(begin)
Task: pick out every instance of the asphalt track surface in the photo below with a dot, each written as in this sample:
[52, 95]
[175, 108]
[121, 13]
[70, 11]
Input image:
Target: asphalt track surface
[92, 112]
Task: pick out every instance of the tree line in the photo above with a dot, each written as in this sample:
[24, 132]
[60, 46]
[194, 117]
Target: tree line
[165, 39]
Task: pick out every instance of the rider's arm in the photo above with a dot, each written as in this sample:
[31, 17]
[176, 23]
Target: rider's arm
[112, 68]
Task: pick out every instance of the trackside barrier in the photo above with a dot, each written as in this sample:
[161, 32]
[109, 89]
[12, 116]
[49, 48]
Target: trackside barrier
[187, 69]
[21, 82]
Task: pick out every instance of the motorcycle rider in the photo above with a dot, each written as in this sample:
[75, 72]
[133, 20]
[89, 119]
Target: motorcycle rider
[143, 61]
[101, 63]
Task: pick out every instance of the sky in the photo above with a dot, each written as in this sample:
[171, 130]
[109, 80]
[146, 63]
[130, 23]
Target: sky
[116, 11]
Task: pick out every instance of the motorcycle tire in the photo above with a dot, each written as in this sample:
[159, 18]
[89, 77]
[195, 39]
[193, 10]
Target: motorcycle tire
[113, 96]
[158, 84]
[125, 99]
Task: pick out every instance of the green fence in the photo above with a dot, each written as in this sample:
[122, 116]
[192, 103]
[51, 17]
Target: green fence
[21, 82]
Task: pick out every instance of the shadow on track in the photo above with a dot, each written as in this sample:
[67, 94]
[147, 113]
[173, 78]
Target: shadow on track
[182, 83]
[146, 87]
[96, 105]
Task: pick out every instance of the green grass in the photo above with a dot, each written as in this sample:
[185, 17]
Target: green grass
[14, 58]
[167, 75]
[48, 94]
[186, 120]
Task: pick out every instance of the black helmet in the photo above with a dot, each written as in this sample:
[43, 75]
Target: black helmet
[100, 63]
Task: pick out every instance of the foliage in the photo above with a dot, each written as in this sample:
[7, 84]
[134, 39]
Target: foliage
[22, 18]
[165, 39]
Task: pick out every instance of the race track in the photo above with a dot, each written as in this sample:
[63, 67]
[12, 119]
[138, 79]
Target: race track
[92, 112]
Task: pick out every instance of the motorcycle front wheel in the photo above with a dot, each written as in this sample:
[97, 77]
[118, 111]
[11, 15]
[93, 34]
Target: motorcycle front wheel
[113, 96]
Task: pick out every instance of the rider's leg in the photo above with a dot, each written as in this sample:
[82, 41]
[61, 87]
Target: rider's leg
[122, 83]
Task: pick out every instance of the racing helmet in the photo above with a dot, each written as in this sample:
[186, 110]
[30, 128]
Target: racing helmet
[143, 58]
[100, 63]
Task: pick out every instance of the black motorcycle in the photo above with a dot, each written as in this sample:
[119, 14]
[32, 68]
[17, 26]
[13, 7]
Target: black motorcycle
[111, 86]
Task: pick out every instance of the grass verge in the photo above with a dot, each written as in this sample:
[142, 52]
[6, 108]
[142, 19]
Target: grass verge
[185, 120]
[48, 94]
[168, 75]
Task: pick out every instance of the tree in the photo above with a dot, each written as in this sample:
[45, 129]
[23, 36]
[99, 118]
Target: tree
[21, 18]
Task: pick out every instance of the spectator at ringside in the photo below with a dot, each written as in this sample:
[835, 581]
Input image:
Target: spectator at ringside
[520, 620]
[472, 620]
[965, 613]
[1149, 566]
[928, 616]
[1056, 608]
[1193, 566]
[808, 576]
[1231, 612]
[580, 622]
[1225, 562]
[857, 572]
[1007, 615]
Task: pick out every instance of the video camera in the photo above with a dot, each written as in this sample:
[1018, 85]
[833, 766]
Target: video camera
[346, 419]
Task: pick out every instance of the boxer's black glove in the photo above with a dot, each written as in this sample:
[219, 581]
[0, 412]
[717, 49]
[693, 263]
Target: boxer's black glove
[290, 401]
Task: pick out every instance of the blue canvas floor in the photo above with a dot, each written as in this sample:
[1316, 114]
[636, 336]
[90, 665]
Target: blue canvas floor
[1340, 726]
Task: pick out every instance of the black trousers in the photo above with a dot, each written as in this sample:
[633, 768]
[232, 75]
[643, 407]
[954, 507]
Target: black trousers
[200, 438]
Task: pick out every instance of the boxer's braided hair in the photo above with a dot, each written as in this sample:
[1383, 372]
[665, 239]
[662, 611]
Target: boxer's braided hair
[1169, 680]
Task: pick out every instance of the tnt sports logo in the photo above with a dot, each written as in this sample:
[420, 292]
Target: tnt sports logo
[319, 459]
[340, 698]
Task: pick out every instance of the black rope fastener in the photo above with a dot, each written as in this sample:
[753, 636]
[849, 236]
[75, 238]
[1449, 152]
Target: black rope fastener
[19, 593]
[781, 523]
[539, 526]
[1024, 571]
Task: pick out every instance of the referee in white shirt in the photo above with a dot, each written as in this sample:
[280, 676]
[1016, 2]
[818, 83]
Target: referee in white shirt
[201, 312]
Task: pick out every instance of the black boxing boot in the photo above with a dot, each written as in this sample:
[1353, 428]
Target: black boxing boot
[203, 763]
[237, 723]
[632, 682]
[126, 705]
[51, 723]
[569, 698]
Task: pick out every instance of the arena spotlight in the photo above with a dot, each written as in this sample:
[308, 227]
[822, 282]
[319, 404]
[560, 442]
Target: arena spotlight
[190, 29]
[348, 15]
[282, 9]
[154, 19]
(end)
What you will do » Give every line of the records above as a JSON list of strings, with one string per line and blank lines left out.

Task output »
[
  "Task: pick out every instance of the asphalt track surface in the photo below with a dot, each written as in this sample:",
  "[52, 95]",
  "[175, 108]",
  "[121, 13]",
  "[70, 11]",
  "Input image:",
  "Target: asphalt track surface",
  "[92, 112]",
  "Task: pick out every instance of the tree line in the photo above with a dot, each written as in this sample:",
  "[24, 132]",
  "[60, 46]",
  "[194, 117]",
  "Target: tree line",
  "[165, 39]",
  "Task: pick out every instance of the rider's arm in the photo above with a dot, each written as in this sample:",
  "[31, 17]",
  "[176, 23]",
  "Target: rider's arm",
  "[112, 68]",
  "Task: pick out every instance of the trackside barrier in the photo above with a dot, each written as in this sample:",
  "[161, 32]",
  "[109, 89]",
  "[12, 116]",
  "[49, 48]",
  "Target: trackside barrier",
  "[187, 69]",
  "[21, 82]",
  "Task: pick out every instance of the motorcycle rider in the photo above with a dot, each written as in this sample:",
  "[75, 72]",
  "[133, 20]",
  "[89, 119]",
  "Target: motorcycle rider",
  "[143, 61]",
  "[101, 63]",
  "Task: pick out every instance of the sky in the photo above with a dot, each written as in this sample:",
  "[171, 130]",
  "[109, 80]",
  "[146, 63]",
  "[130, 23]",
  "Target: sky",
  "[116, 11]",
  "Task: pick out every instance of the motorcycle tire in the photo above with a dot, each written as in this sample:",
  "[159, 18]",
  "[89, 77]",
  "[195, 39]",
  "[193, 10]",
  "Target: motorcycle tire",
  "[113, 96]",
  "[158, 84]",
  "[125, 99]",
  "Task: pick out every instance of the green fence in the photo above with a dot, each written as in this sample:",
  "[122, 116]",
  "[192, 103]",
  "[51, 17]",
  "Target: green fence",
  "[21, 82]",
  "Task: pick out every instance of the shadow on track in the photo above with a dot, each written as in this sample:",
  "[67, 94]",
  "[147, 113]",
  "[173, 78]",
  "Target: shadow on track",
  "[182, 83]",
  "[146, 87]",
  "[96, 105]",
  "Task: pick out every instance of the green grass in the photo above with a dot, each written as in this sample:",
  "[185, 17]",
  "Target: green grass",
  "[14, 58]",
  "[167, 75]",
  "[48, 94]",
  "[186, 120]",
  "Task: pick out every instance of the black helmet in the photo above with a dot, each written as in this sample:",
  "[43, 75]",
  "Target: black helmet",
  "[100, 63]",
  "Task: pick out every instance of the foliage in the photo above with a dot, each written as in this sample:",
  "[7, 84]",
  "[134, 39]",
  "Target: foliage",
  "[22, 18]",
  "[165, 39]",
  "Task: pick out every instance of the race track in the photo above with a dot, each written as in this sample:",
  "[63, 67]",
  "[12, 119]",
  "[138, 79]",
  "Target: race track",
  "[92, 112]",
  "Task: pick out every instance of the motorcycle front wheel in the photo above with a dot, each written as in this sample:",
  "[97, 77]",
  "[118, 111]",
  "[11, 15]",
  "[93, 34]",
  "Target: motorcycle front wheel",
  "[113, 96]",
  "Task: pick out every instance of the rider's leg in the photo above with a dot, each written as in this sample:",
  "[82, 41]",
  "[61, 87]",
  "Target: rider's leg",
  "[122, 83]",
  "Task: pick out every instance of the racing helmet in the photo above with a dot, each written as in this sample:",
  "[186, 110]",
  "[30, 128]",
  "Target: racing helmet",
  "[143, 58]",
  "[100, 63]",
  "Task: pick out every instance of the black motorcycle in the photo above with a dot, each written as in this sample:",
  "[119, 14]",
  "[32, 68]",
  "[17, 26]",
  "[13, 7]",
  "Target: black motorcycle",
  "[111, 86]",
  "Task: pick out every instance of the grass verge in the photo above with a dot, each written as in this sample:",
  "[142, 52]",
  "[6, 108]",
  "[142, 19]",
  "Target: grass verge",
  "[185, 120]",
  "[48, 94]",
  "[168, 75]",
  "Task: pick out every instance of the tree in the photo above with a dot, each written as in this sample:",
  "[45, 129]",
  "[23, 36]",
  "[99, 118]",
  "Target: tree",
  "[21, 18]",
  "Task: pick out every instance of the spectator at ringside in the photo below with a dot, each written as in this sample:",
  "[835, 581]",
  "Input image:",
  "Target: spectator at ringside",
  "[520, 620]",
  "[472, 620]",
  "[965, 613]",
  "[1149, 566]",
  "[928, 616]",
  "[1056, 608]",
  "[1193, 566]",
  "[808, 576]",
  "[1231, 612]",
  "[580, 622]",
  "[1225, 562]",
  "[857, 572]",
  "[1007, 615]",
  "Task: pick out every instance of the video camera in the photo above with a dot, each written as in this sample:",
  "[1018, 85]",
  "[833, 766]",
  "Target: video camera",
  "[346, 419]",
  "Task: pick out every instance of the boxer's black glove in the photo above with a dot, each written as in this sample:",
  "[219, 581]",
  "[0, 412]",
  "[717, 49]",
  "[693, 263]",
  "Target: boxer's black glove",
  "[290, 401]",
  "Task: pick out every instance of the blue canvas floor in the photo above with a dot, each written as in this sample:",
  "[1316, 114]",
  "[636, 336]",
  "[90, 665]",
  "Target: blue canvas floor",
  "[1340, 726]",
  "Task: pick out every instance of the black trousers in the photo above with a dot, each written as in this sample:",
  "[633, 768]",
  "[232, 75]",
  "[643, 407]",
  "[954, 507]",
  "Target: black trousers",
  "[200, 438]",
  "Task: pick out every instance of the boxer's braided hair in the photo above with a dot, each written as in this sample:",
  "[1383, 372]",
  "[665, 239]",
  "[662, 611]",
  "Target: boxer's braided hair",
  "[1169, 680]",
  "Task: pick out every instance of the tnt sports logo in the photo above with a dot, each written as in this sample:",
  "[420, 292]",
  "Target: tnt sports logo",
  "[319, 459]",
  "[340, 698]",
  "Task: pick out every instance of the black rope fastener in the photo above with a dot, each written as in this sample:",
  "[753, 636]",
  "[849, 236]",
  "[75, 238]",
  "[1449, 152]",
  "Target: black rope fastener",
  "[19, 593]",
  "[781, 523]",
  "[539, 526]",
  "[1024, 571]",
  "Task: pick out every instance of the referee in white shirt in the photo above with a dot, each written as in this sample:",
  "[280, 676]",
  "[1016, 2]",
  "[818, 83]",
  "Target: referee in white shirt",
  "[201, 312]",
  "Task: pick out every instance of the black boxing boot in the photo above with a dot, each written as in this sample:",
  "[1353, 428]",
  "Target: black boxing boot",
  "[203, 763]",
  "[237, 723]",
  "[632, 682]",
  "[126, 705]",
  "[51, 723]",
  "[569, 698]",
  "Task: pick out every instance of the arena spotlight in the photo above with a dot, each written as in this sample:",
  "[308, 227]",
  "[822, 282]",
  "[319, 404]",
  "[560, 442]",
  "Target: arena spotlight",
  "[190, 29]",
  "[348, 15]",
  "[282, 9]",
  "[154, 19]"
]